▶ Exercise prompt: Quote the essay on Peg Boyers's poetry below verbatim, starting at the words "Many of the" and ending after "of sudden violence.".

▶ Excerpted passage:
What was only dread has taken up residence.  

  

  Many of the poems build into or from a sense of place, but while they are certainly cinematographic, the critical components are often invisible: Aromas, scents, the ethers. These certainly invoke both recollection and a sense of dreaminess yet, like Sylvia Plath’s, “the air is a mill of hooks,” it is a wind of sudden violence.

  Boyers is aware of what she is doing in a sense probably not available to Plath, and she lets us in on that secret in a singularly postmodern fashion: She gives us the very fitting literal symbol of the hand fan (“Abanico Habanero”), which connects past and present, flesh and spirit, visible and invisible, via the shattering of illusions.

  The device (not even the “first” fan recalled but a later one and therefore, a substitute) fades like memory:

Banal landscape bleeding through its verso,

lines of the past too faint to read.
 

  

  The irony is that, in the end, even near the end, the human form itself is as fragile as this stick-and-paper prop. Boyers artfully refrains from obvious words and phrases like “bone cancer,” or other description of the mother’s condition, which cannot also be used to describe the fan.

  Consider this abrupt modal shift:

In Cuba the sign for a fork in the road is a fan:

rays spread out like a card hand,

flicking out and in,

ida y vuelta,

paths converging on a single point.  

  

  Such a detour from the vortex of the poem, the field of vision, to describe a mundane but specific use of the fan as a symbol must be terrible important, and it is: Its shape reflects the movement from specific and personal to universal, but, more than that, it is Logos, emblematic of grace, divine and otherwise, the Pentecost, all those things together and more, the stuff of humility. It is quite clearly Boyers’s hinge.

  Figuratively speaking, a repeating shape, as within a masterful painting, underscores the organic unity of all things. This poet clearly has something to say to us: Forms, including memories, fade or crumble, but as long as we are able to express the truth in words, our connection to the Divine, the eternal – our sanity if you will – sustains us. This is a poetry that neither plays with us nor invites us to play, but dares to define itself as not merely relevant but somehow “essential” and that is … its essence.

  Perhaps it also prompts us to take a second look at the confessional poetry with which we’ve become more or less familiar and see if it is as exact, as natural and as ambitious in its universality as in this surprising collection from Peg Boyers. I don’t mean this in the usual sense of setting standards or “measuring up” but in the way one experiences the reading, whether one is asking questions of one’s self, finding new rhythms in one’s thought processes, or even in the promises one makes to one’s self about being open, caring, sympathetic, loving. It is my feeling that poetry of this caliber can help us to actually live well … to “live” at all, in fact, and not merely reside in some (possibly someone else’s!) sort of dream … as those who live in envy, fear and repression certainly do. It’s an idea Boyers’s work certainly suggests and one that does not merely advance the cause of poetry but also the cause of humanity … two not-so-different things.

▶ Information shown:
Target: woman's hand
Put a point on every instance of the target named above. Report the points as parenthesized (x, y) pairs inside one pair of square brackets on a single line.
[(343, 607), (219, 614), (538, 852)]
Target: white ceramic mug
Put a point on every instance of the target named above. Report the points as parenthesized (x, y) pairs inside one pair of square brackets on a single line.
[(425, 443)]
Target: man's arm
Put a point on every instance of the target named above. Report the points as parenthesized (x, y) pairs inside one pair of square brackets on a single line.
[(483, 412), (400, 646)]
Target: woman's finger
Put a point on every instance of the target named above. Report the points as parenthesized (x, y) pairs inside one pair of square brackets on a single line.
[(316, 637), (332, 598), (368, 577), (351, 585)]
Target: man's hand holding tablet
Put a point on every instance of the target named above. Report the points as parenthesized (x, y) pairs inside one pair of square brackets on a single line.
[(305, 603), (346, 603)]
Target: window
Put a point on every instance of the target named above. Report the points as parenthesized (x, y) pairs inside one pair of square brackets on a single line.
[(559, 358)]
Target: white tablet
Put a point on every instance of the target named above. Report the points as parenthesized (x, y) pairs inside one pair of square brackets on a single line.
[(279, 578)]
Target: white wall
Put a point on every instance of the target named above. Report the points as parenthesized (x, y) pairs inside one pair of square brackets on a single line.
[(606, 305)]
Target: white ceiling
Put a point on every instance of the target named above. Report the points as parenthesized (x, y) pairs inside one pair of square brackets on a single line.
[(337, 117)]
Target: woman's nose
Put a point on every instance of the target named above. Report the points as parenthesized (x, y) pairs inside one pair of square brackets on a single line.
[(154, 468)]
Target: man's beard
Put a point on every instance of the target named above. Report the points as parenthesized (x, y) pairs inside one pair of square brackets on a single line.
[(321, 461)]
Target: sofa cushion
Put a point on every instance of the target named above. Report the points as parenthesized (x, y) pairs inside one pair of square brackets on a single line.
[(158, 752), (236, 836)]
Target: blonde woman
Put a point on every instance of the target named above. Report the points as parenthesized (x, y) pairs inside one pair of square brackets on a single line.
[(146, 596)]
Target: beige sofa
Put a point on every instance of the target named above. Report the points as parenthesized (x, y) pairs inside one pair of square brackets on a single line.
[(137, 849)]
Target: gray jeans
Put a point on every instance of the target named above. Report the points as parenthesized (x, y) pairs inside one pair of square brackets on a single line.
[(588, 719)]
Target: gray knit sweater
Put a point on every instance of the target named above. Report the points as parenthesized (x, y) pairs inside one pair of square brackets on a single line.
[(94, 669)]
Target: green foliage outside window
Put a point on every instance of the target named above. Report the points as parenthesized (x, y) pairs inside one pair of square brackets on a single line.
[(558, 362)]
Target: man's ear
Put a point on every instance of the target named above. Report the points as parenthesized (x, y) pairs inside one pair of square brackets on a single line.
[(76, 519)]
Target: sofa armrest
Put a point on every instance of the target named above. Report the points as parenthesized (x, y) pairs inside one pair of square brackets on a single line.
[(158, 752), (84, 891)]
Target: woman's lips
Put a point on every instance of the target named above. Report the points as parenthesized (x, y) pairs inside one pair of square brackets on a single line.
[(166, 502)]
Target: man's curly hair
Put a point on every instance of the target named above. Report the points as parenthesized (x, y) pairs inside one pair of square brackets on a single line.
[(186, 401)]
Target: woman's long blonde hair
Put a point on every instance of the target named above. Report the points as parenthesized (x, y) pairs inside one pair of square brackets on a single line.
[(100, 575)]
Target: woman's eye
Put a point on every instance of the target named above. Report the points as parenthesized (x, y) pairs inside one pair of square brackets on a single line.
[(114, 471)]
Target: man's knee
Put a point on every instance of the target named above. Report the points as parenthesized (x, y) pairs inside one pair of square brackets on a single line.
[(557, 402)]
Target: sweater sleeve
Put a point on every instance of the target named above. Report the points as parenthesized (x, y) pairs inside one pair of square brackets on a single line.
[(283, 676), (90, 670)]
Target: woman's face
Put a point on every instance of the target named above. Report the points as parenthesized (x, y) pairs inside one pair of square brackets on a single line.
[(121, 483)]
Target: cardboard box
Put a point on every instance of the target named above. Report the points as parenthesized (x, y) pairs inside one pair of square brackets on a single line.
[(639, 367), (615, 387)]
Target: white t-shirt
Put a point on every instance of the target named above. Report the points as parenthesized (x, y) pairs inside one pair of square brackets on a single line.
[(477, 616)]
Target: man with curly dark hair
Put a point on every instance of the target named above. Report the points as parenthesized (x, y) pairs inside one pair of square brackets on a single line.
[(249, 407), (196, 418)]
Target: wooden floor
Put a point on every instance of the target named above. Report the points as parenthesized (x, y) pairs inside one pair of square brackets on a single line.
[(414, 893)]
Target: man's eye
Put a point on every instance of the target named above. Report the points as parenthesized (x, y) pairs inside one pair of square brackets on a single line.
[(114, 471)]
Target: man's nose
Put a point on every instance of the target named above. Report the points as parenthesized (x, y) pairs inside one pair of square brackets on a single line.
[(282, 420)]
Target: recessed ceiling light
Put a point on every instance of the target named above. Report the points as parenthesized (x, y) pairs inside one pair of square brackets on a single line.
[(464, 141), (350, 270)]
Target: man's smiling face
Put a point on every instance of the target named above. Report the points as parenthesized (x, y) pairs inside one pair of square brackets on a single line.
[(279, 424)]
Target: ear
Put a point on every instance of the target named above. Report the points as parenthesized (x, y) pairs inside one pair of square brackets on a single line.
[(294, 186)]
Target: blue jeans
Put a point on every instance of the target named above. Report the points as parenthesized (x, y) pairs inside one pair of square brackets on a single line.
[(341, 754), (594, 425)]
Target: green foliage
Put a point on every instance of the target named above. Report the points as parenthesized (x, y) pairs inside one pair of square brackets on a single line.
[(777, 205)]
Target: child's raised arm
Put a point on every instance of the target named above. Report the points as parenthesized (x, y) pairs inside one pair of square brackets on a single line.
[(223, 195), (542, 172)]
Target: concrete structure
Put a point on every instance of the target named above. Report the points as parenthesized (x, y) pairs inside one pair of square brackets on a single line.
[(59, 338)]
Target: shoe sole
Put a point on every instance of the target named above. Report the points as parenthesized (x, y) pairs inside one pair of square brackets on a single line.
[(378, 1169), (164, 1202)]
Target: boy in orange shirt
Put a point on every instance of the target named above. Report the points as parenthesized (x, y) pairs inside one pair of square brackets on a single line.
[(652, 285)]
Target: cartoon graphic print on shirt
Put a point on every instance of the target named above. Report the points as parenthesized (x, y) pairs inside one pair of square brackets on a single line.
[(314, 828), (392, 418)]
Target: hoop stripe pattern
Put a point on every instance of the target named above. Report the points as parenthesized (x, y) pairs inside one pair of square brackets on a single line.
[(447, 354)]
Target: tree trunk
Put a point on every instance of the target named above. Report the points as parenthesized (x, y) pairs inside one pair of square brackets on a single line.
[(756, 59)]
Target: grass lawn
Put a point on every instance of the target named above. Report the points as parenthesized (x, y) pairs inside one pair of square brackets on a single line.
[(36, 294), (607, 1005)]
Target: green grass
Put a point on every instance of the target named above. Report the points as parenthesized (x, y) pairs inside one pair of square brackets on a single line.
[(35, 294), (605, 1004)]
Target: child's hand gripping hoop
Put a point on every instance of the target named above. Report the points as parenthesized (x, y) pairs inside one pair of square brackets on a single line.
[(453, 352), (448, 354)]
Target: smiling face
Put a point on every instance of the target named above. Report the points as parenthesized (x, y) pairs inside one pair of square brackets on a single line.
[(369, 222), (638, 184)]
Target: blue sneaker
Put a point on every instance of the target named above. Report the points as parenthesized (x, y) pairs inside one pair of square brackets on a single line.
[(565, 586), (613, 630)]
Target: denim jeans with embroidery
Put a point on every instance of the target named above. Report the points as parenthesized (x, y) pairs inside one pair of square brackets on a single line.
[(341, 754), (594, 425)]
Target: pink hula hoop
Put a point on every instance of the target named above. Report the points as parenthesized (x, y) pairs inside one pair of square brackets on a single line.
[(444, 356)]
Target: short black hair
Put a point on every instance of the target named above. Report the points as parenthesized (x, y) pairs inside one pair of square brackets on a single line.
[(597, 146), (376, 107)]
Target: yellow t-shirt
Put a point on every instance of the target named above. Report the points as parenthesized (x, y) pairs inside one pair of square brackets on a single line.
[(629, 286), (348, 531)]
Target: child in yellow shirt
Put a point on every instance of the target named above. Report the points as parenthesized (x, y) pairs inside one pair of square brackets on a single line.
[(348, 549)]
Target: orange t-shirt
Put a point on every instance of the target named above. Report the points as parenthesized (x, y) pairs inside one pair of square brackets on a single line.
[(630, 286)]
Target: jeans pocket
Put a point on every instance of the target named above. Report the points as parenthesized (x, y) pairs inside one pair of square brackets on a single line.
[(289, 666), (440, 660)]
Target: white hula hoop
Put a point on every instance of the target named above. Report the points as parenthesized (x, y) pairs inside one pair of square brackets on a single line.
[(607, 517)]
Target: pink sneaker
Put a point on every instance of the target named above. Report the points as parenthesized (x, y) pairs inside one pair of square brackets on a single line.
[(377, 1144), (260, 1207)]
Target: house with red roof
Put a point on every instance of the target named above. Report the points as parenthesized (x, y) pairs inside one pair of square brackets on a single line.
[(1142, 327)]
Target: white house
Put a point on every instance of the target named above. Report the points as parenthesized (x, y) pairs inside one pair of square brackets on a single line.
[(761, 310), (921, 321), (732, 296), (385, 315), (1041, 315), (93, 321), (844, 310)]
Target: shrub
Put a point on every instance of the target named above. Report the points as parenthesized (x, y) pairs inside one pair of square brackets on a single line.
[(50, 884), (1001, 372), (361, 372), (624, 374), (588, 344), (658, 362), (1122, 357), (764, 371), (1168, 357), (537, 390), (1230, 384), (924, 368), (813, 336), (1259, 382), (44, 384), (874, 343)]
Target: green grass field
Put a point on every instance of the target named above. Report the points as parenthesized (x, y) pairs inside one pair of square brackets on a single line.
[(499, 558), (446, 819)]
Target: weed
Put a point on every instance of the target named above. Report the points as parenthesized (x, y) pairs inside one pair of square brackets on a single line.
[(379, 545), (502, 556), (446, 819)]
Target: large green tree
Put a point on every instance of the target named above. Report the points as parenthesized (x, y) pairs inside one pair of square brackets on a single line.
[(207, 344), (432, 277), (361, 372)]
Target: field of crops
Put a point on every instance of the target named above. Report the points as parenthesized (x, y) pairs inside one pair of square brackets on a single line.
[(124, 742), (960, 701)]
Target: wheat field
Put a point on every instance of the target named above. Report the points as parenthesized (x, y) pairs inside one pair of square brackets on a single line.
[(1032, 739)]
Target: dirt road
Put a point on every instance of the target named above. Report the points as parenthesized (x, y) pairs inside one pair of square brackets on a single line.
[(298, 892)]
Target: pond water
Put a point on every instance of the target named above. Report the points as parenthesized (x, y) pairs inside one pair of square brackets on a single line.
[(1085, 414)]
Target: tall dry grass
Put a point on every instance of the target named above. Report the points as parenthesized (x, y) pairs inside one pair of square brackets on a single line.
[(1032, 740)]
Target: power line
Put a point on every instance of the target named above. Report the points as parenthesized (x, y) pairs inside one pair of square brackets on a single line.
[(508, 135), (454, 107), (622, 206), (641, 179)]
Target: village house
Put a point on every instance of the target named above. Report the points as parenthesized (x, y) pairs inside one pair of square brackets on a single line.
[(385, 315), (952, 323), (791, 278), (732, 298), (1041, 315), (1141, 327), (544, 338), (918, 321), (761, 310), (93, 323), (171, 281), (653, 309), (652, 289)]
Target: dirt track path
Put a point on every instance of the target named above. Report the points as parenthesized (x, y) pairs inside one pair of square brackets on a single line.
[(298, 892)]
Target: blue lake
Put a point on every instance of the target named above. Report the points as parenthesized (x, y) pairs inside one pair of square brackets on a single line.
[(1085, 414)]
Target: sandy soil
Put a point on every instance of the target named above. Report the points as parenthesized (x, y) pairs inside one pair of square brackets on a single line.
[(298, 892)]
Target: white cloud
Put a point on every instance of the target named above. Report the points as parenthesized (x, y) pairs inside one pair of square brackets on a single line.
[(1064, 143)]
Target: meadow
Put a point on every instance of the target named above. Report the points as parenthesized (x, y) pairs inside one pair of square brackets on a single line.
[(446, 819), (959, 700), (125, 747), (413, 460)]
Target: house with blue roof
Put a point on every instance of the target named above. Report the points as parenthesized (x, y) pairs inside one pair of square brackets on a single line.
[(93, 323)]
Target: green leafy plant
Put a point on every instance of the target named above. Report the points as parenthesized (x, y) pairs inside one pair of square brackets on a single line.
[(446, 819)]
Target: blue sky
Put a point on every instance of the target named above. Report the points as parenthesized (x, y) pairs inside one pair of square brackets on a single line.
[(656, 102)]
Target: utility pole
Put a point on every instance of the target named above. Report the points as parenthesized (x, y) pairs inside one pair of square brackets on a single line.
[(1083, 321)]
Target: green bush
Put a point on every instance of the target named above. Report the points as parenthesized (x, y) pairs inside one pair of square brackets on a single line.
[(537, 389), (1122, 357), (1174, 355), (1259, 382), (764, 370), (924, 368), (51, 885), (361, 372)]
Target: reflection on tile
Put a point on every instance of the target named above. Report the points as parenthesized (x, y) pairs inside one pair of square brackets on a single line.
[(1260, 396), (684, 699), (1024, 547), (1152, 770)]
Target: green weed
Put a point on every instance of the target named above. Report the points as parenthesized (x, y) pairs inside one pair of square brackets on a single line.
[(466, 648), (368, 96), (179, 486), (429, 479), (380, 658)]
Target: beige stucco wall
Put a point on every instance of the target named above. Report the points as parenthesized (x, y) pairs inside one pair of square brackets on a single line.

▶ Result:
Many of the poems build into or from a sense of place, but while they are certainly cinematographic, the critical components are often invisible: Aromas, scents, the ethers. These certainly invoke both recollection and a sense of dreaminess yet, like Sylvia Plath’s, “the air is a mill of hooks,” it is a wind of sudden violence.